[start of RECORDS SHOWN]

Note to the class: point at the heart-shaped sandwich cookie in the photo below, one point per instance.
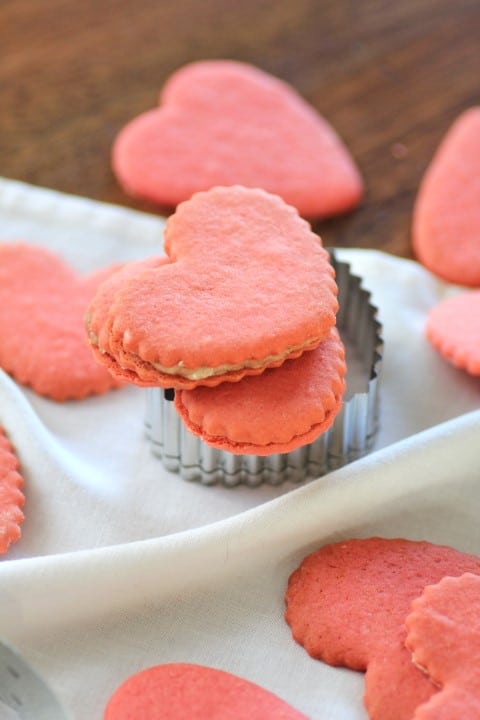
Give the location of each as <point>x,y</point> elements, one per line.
<point>347,604</point>
<point>446,218</point>
<point>444,638</point>
<point>11,495</point>
<point>248,286</point>
<point>176,691</point>
<point>275,412</point>
<point>227,123</point>
<point>42,338</point>
<point>98,320</point>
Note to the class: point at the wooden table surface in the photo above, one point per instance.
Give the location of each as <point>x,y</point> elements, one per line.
<point>390,75</point>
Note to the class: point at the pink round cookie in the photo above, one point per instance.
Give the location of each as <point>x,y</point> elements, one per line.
<point>444,639</point>
<point>453,328</point>
<point>248,286</point>
<point>222,122</point>
<point>11,495</point>
<point>178,691</point>
<point>446,217</point>
<point>42,339</point>
<point>347,604</point>
<point>275,412</point>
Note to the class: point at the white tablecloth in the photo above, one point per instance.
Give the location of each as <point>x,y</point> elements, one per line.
<point>122,565</point>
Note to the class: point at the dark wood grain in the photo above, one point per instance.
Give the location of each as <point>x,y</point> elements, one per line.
<point>389,75</point>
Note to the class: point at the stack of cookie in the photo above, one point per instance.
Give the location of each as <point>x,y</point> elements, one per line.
<point>239,320</point>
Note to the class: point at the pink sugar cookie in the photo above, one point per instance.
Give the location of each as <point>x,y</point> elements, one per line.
<point>453,328</point>
<point>347,604</point>
<point>446,218</point>
<point>11,495</point>
<point>98,321</point>
<point>181,690</point>
<point>247,286</point>
<point>227,123</point>
<point>444,639</point>
<point>275,412</point>
<point>42,339</point>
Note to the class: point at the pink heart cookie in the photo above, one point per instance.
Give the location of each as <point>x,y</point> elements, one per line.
<point>227,123</point>
<point>248,286</point>
<point>446,218</point>
<point>177,691</point>
<point>42,339</point>
<point>347,604</point>
<point>275,412</point>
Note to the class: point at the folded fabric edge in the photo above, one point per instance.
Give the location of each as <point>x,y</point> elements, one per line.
<point>69,587</point>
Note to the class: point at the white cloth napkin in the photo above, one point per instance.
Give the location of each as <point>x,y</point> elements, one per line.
<point>123,565</point>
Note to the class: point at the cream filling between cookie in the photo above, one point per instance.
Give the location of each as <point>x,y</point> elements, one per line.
<point>203,372</point>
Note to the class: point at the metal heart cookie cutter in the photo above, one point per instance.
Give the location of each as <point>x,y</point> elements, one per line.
<point>350,437</point>
<point>22,690</point>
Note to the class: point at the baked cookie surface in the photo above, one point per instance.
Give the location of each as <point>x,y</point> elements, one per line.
<point>275,412</point>
<point>222,122</point>
<point>175,691</point>
<point>42,338</point>
<point>347,604</point>
<point>248,286</point>
<point>446,218</point>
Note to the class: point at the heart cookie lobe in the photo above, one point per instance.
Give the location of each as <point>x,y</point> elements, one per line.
<point>444,639</point>
<point>11,495</point>
<point>226,123</point>
<point>453,329</point>
<point>347,604</point>
<point>42,338</point>
<point>446,217</point>
<point>275,412</point>
<point>179,690</point>
<point>248,286</point>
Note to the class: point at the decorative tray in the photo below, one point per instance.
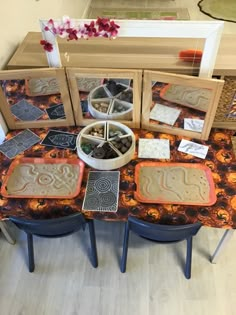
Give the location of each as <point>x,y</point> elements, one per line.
<point>174,183</point>
<point>194,97</point>
<point>43,178</point>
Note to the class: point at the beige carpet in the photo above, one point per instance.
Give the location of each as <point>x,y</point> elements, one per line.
<point>140,13</point>
<point>219,9</point>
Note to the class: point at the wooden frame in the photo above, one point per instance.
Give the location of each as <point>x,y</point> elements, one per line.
<point>60,76</point>
<point>211,31</point>
<point>227,96</point>
<point>135,75</point>
<point>214,85</point>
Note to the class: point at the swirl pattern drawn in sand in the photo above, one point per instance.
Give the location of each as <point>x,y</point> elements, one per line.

[end of RECORDS SHOWN]

• [GOAL]: Render every line of the material above as a Markdown table with the columns "Row" and "Line," numbering each row and omitting blank lines. Leave the pictures out of the table.

• [SOLUTION FOR THIS PROBLEM]:
| Row | Line |
|---|---|
| 1 | Note to the class: point at the heart-shaped sandwich cookie in the photo below, one point per instance. |
| 2 | Give the location of each as <point>x,y</point> elements, one per line. |
| 3 | <point>347,604</point> |
| 4 | <point>446,218</point> |
| 5 | <point>444,638</point> |
| 6 | <point>11,495</point> |
| 7 | <point>248,286</point> |
| 8 | <point>176,691</point> |
| 9 | <point>275,412</point> |
| 10 | <point>227,123</point> |
| 11 | <point>42,338</point> |
| 12 | <point>98,320</point> |
| 13 | Note to the class: point at the wooden table surface in the photo above, one point per instance. |
| 14 | Give the location of each as <point>x,y</point> elements, one per line. |
| 15 | <point>390,75</point> |
| 16 | Note to the class: point at the pink round cookie in the photo above, one point per instance. |
| 17 | Give the location of each as <point>x,y</point> elements, one per line. |
| 18 | <point>444,639</point> |
| 19 | <point>453,328</point> |
| 20 | <point>248,286</point> |
| 21 | <point>222,122</point> |
| 22 | <point>11,495</point> |
| 23 | <point>178,691</point> |
| 24 | <point>446,217</point> |
| 25 | <point>42,339</point> |
| 26 | <point>347,604</point> |
| 27 | <point>275,412</point> |
| 28 | Note to the class: point at the white tablecloth in the photo above, one point per instance. |
| 29 | Give the location of each as <point>x,y</point> elements, one per line. |
| 30 | <point>122,565</point> |
| 31 | Note to the class: point at the dark wood grain in the photo above, one point per instance. |
| 32 | Give the location of each as <point>x,y</point> elements, one per line. |
| 33 | <point>389,75</point> |
| 34 | Note to the class: point at the stack of cookie in the photo above, one point per instance. |
| 35 | Give the location of each as <point>x,y</point> elements, one per line. |
| 36 | <point>239,320</point> |
| 37 | Note to the class: point at the pink sugar cookie in the photo above, one point per instance. |
| 38 | Give the location of each as <point>x,y</point> elements, one per line. |
| 39 | <point>453,328</point> |
| 40 | <point>347,604</point> |
| 41 | <point>446,218</point> |
| 42 | <point>11,495</point> |
| 43 | <point>98,321</point> |
| 44 | <point>181,690</point> |
| 45 | <point>247,286</point> |
| 46 | <point>227,123</point> |
| 47 | <point>444,639</point> |
| 48 | <point>275,412</point> |
| 49 | <point>42,339</point> |
| 50 | Note to the class: point at the pink heart cookie in the photo above, one point per instance. |
| 51 | Give the location of each as <point>x,y</point> elements, one per line. |
| 52 | <point>227,123</point> |
| 53 | <point>248,286</point> |
| 54 | <point>446,218</point> |
| 55 | <point>177,691</point> |
| 56 | <point>42,339</point> |
| 57 | <point>347,604</point> |
| 58 | <point>275,412</point> |
| 59 | Note to the class: point at the folded fabric edge in the photo above, one point per instance. |
| 60 | Give the location of each as <point>x,y</point> elements, one per line. |
| 61 | <point>69,587</point> |
| 62 | Note to the class: point at the white cloth napkin in the photo above, one point per instance. |
| 63 | Give the location of each as <point>x,y</point> elements, one per line. |
| 64 | <point>123,565</point> |
| 65 | Note to the class: point at the cream filling between cookie in the photo above, one point per instance. |
| 66 | Give the location of each as <point>x,y</point> elements, one per line. |
| 67 | <point>203,372</point> |
| 68 | Note to the class: point at the metal heart cookie cutter in the photo above, one point per instance. |
| 69 | Give the location of each as <point>x,y</point> elements, one per line. |
| 70 | <point>350,437</point> |
| 71 | <point>22,690</point> |
| 72 | Note to the class: point at the baked cookie surface in the photo above, one point per instance. |
| 73 | Give the location of each as <point>x,y</point> elements, one per line. |
| 74 | <point>275,412</point> |
| 75 | <point>222,122</point> |
| 76 | <point>175,691</point> |
| 77 | <point>42,338</point> |
| 78 | <point>347,604</point> |
| 79 | <point>248,286</point> |
| 80 | <point>446,218</point> |
| 81 | Note to the class: point at the heart cookie lobe in the photo above, one point per instance. |
| 82 | Give the location of each as <point>x,y</point> elements, one per line. |
| 83 | <point>444,639</point> |
| 84 | <point>11,495</point> |
| 85 | <point>226,123</point> |
| 86 | <point>453,329</point> |
| 87 | <point>347,604</point> |
| 88 | <point>42,338</point> |
| 89 | <point>446,217</point> |
| 90 | <point>275,412</point> |
| 91 | <point>179,690</point> |
| 92 | <point>248,286</point> |
| 93 | Note to the class: point at the decorative tray in the photo below, one point per instance. |
| 94 | Give the location of each as <point>x,y</point> elements, one per line. |
| 95 | <point>174,183</point> |
| 96 | <point>194,97</point> |
| 97 | <point>43,178</point> |
| 98 | Note to the class: point at the beige carpet in the photo above, one point per instance. |
| 99 | Give the location of each as <point>x,y</point> elements, one per line. |
| 100 | <point>140,13</point> |
| 101 | <point>219,9</point> |
| 102 | Note to the class: point at the wooden frame in the photo above, one point per instance. |
| 103 | Give the location of each as <point>x,y</point> elements, one per line. |
| 104 | <point>60,76</point> |
| 105 | <point>211,31</point> |
| 106 | <point>227,96</point> |
| 107 | <point>135,75</point> |
| 108 | <point>214,85</point> |
| 109 | Note to the class: point at the swirl pattern drawn in sand in the photo above, one point per instance. |
| 110 | Give the location of each as <point>x,y</point> elements, one per line. |